REQUIRED ACTIONS:
• 1. From the vectors thread, extract the text from "Your error is" to "hope this helped." without changing a word.
• 2. According to the vectors thread, why did the original poster's expression for d² come out wrong? Answer in one to three sentences.

PASSAGE PROVIDED:

# Thread: Mechanics: Vectors Help Needed

1. ## Mechanics: Vectors Help Needed

Question:
Two Ships:

Ship P: t=0; r= (20i + 30j) km, t=3; r= (29i + 34j) km
Ship Q: t=0; r= (14i - 6j) km and v=12j kmh^-1

at time t hours after midnight, position vectors of P and Q are p and q km respectively

a) Find velocity of P in terms of i and j
b) Find expression for p and q in terms of t, i and j
c) at time t hours after midnight, distance between P and Q is d km
Find expression for PQ to show that

$\displaystyle d^2=25t^2-92t +292$

a) Velocity of P is 3i +8j kmh^-1
b) p = (20 + 3t)i + (10+ 8t)j
q = 14i + (12t-6)j
c) PQ = (3t - 6)i + (4t -16)j
Therefore $\displaystyle d^2=(3t-6)^2 + (4t-16)^2$

However, This = $\displaystyle 25t^2 - 164t + 292$

Can anyone see where i have gone wrong, or if the question was wrong to start with?

2. ## Error

Your error is in the velocity of P; this propagated into the rest. The position vector of P is $\displaystyle (20\mathbf{\hat{i}} + 30\mathbf{\hat{j}})$ at t=0, and is $\displaystyle (29\mathbf{\hat{i}} + 34\mathbf{\hat{j}})$ at t=3. You had correctly that the x component of the velocity is $\displaystyle v_x=\frac{\Delta{x}}{\Delta{t}}=\frac{29-20}{3-0}=3$, but your y component is wrong: $\displaystyle v_y=\frac{\Delta{y}}{\Delta{t}}=\frac{34-30}{3-0}=\frac{4}{3}$

So the velocity of P is $\displaystyle (3\mathbf{\hat{i}} + \frac{4}{3}\mathbf{\hat{j}})$ km/h,
and the rest follows from there.

I hope this helped.

--Kevin C.

RECORDS PROVIDED:
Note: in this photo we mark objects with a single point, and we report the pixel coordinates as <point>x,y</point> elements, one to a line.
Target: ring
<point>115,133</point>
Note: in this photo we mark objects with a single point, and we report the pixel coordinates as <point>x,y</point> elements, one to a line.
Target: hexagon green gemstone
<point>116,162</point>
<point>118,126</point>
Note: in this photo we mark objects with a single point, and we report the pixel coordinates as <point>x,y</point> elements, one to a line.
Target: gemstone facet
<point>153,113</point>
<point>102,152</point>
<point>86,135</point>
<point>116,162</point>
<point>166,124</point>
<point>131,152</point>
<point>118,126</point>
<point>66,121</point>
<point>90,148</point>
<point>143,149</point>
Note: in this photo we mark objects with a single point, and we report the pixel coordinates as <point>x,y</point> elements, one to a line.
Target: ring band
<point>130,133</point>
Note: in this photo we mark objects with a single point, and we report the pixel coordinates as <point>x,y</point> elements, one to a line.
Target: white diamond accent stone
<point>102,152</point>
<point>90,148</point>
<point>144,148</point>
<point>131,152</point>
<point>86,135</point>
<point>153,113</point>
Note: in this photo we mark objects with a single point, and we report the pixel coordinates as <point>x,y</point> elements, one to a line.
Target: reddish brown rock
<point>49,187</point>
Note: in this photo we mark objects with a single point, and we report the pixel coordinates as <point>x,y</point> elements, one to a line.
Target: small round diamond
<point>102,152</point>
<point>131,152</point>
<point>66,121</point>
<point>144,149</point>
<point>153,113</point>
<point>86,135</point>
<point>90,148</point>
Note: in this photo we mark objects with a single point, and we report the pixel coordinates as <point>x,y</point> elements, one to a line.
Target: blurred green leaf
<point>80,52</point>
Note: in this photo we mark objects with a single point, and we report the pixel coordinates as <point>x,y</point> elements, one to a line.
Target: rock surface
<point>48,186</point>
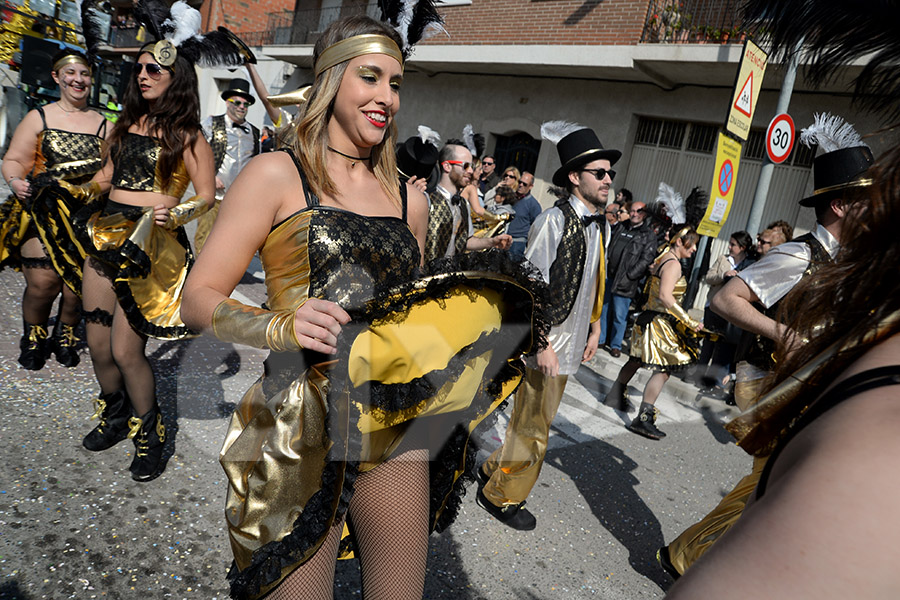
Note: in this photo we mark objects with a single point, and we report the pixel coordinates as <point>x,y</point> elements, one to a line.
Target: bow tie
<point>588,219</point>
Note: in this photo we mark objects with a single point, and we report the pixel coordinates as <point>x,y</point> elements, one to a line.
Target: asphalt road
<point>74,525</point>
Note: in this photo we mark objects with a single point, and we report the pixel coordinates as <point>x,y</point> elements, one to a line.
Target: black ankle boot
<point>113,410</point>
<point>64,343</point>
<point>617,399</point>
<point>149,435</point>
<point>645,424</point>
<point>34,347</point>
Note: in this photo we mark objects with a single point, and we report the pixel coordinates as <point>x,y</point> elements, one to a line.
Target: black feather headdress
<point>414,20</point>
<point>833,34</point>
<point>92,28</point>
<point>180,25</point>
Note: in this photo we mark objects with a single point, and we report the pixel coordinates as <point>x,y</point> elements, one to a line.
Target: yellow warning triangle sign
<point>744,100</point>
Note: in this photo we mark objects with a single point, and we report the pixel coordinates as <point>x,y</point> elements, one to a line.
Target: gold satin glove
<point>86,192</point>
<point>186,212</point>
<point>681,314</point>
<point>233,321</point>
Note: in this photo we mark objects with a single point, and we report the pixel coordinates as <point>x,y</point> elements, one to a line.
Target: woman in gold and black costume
--
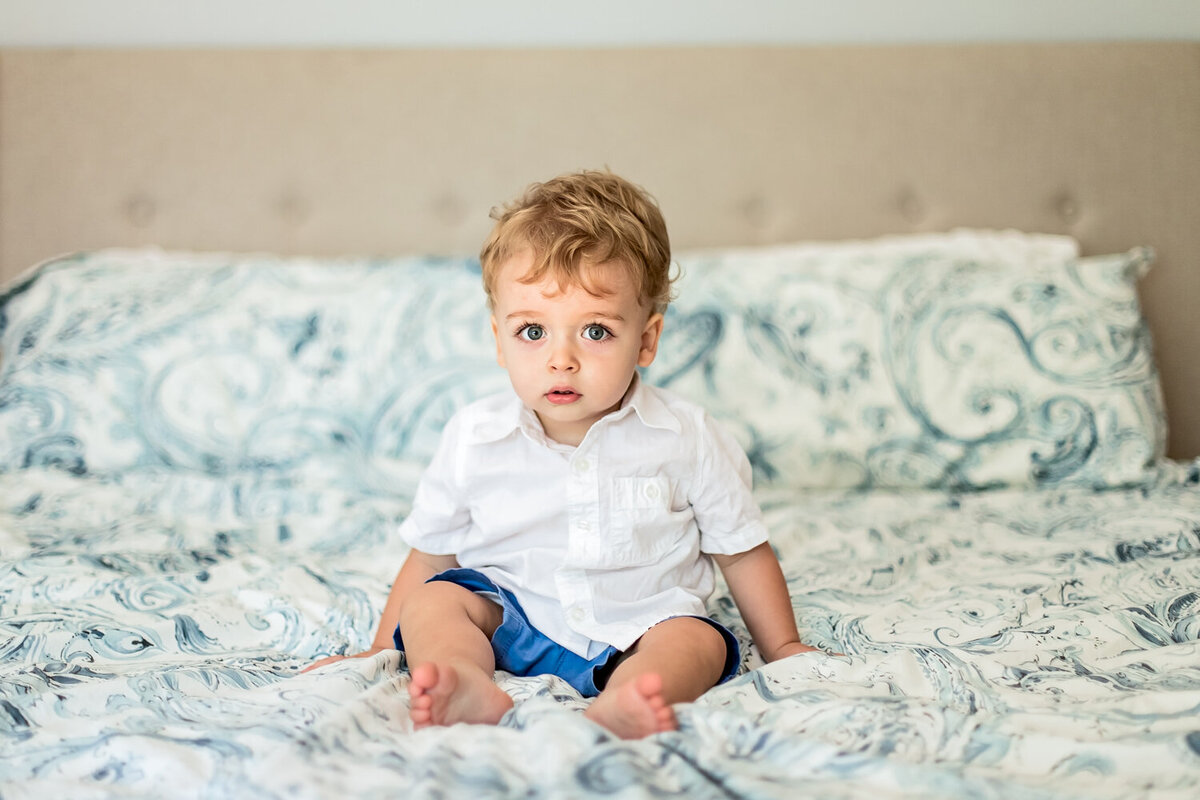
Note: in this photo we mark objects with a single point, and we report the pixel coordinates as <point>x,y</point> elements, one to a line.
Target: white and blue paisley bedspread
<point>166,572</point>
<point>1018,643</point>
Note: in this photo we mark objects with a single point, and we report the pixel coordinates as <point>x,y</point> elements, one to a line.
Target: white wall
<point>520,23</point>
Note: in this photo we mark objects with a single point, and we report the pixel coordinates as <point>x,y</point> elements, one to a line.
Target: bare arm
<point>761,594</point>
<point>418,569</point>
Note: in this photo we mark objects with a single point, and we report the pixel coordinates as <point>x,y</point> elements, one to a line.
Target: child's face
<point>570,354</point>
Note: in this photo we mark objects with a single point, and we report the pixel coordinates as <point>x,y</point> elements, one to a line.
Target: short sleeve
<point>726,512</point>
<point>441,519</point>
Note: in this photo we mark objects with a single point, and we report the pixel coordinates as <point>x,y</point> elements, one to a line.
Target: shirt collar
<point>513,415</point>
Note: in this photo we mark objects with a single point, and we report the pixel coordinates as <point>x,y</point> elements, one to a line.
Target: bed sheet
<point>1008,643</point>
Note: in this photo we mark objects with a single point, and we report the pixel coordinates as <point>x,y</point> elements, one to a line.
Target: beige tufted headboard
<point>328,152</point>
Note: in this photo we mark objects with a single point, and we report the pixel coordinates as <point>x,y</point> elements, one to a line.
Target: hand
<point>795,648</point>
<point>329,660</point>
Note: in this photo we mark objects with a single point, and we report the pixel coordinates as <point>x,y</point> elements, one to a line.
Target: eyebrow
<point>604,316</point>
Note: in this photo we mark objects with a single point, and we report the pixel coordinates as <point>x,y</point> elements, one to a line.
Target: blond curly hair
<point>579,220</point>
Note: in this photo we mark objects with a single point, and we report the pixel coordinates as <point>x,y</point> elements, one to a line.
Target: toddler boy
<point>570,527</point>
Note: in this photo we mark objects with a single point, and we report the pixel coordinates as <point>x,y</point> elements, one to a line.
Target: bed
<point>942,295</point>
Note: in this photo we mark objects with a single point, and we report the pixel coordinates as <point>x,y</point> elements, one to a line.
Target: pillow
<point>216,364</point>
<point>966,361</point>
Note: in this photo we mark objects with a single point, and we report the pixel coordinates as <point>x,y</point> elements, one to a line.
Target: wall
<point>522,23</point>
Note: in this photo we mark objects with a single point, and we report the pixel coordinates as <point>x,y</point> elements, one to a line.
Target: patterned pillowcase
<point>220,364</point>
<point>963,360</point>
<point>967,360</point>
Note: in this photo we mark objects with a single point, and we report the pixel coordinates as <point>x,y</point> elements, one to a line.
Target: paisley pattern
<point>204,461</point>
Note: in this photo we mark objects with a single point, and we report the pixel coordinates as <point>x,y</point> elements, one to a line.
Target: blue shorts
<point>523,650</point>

ANSWERS PROVIDED:
• 1.
Your error is in the velocity of P; this propagated into the rest. The position vector of P is $\displaystyle (20\mathbf{\hat{i}} + 30\mathbf{\hat{j}})$ at t=0, and is $\displaystyle (29\mathbf{\hat{i}} + 34\mathbf{\hat{j}})$ at t=3. You had correctly that the x component of the velocity is $\displaystyle v_x=\frac{\Delta{x}}{\Delta{t}}=\frac{29-20}{3-0}=3$, but your y component is wrong: $\displaystyle v_y=\frac{\Delta{y}}{\Delta{t}}=\frac{34-30}{3-0}=\frac{4}{3}$

So the velocity of P is $\displaystyle (3\mathbf{\hat{i}} + \frac{4}{3}\mathbf{\hat{j}})$ km/h,
and the rest follows from there.

I hope this helped.

• 2. The poster got the velocity of P wrong. The x component of 3 was correct, but the y component should be (34 − 30)/(3 − 0) = 4/3, not 8. That error carried through into the rest of the working.